* [TO DO]:
**1.** Who does the excerpt on New Jersey's Enhanced Drivers License name as a source of statements?
**2.** In the excerpt on New Jersey's Enhanced Drivers License, when does CVS scan a customer's license, and why?
**3.** Extend the article on New Jersey's Enhanced Drivers License beyond its final sentence.

In 2011, New Jersey introduced the Enhanced Drivers License (EDL) to comply with a different federal law that mandates that states create more stringent ID cards, Feather said. Like other states’ EDLs, New Jersey’s has a number of security features – some obvious and some not so obvious.
“So as to not be self-defeating, New Jersey will – understandably – not fully disclose all of the security features,” Mitchell said.
The two bar codes are a feature of the EDL. The strip along the short edge of the license is a called a one-dimensional bar code, or 1D bar code, Feather said. The strip along the long edge of the driver’s license is called a two-dimensional bar code, or 2D.
Feather said the 2D bar code is the one that holds the same information as the front of your license. What’s on the 1D bar code is unknown.
As one point of solace for protection-concerned citizens, New Jersey does not include Social Security numbers in the 2D bar code, Feather said.
This all means that means consumers are left with the responsibility of checking up on what every company that asks for a swipe does with the information.
We did a little checking.
Pharmacies are required by law to scan your license for certain sales.
“The only time we scan is when anyone purchases a pseudoephedrine product, which is a precursor ingredient for the making of meth and is required by law,” said Mike DeAngelis, a spokesman for CVS/pharmacy.

* [COLLECTED MATERIAL]:
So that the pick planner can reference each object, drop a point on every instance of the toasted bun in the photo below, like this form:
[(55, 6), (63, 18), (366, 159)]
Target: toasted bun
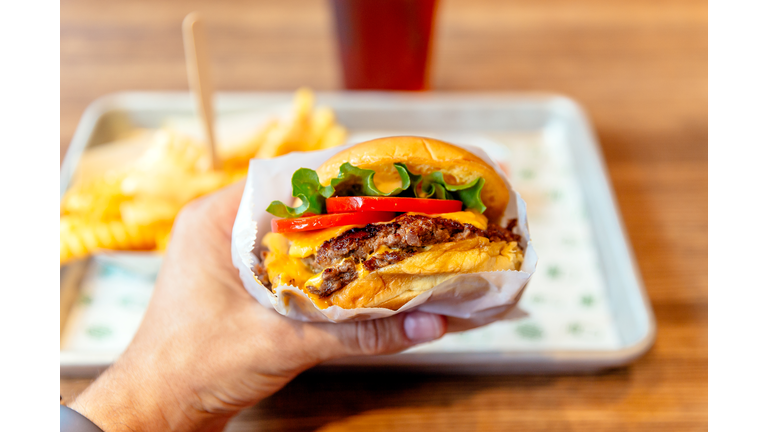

* [ANSWERS BELOW]:
**1.** Feather, Mitchell, Mike DeAngelis

**2.** CVS scans a license only when someone buys a pseudoephedrine product. Pseudoephedrine is a precursor ingredient for making meth, and the scan is required by law.

**3.**
He said the scan is connected to a database called MethCheck, which runs the bar code on the back of a state-issued identification to make sure the buyer hasn’t purchased more than the allowable maximum, which is 9 grams in a 30-day period.
CVS/pharmacy said it doesn’t store the information, but simply gets a ping back from the database with a “yes” or “no” for the customer to make the purchase.
Rite Aid does the same kind of scan, but it said it does collect the information.
We asked how the info is stored, and a spokeswoman said, “Because of the confidential and proprietary nature of this information, we are unable to disclose specifics, but the information is securely stored and maintained.”
Other businesses require a license scan when a consumer makes a return.
Bamboozled took a look at that a few years ago, and we found it’s part of a system used by many retailers to track “serial returners.” You know, customers who purchase stuff, use it temporarily and then try to return the item.
“Stores like Target, Best Buy and Victoria’s Secret scan customers’ driver’s licenses stating that it is part of their return policy to prevent fraudulent returns and to create customer `return profiles,'” Levin said. “Unfortunately, it doesn’t stop there. The information that is captured from the magnetic strip is collected and stored in their databases.”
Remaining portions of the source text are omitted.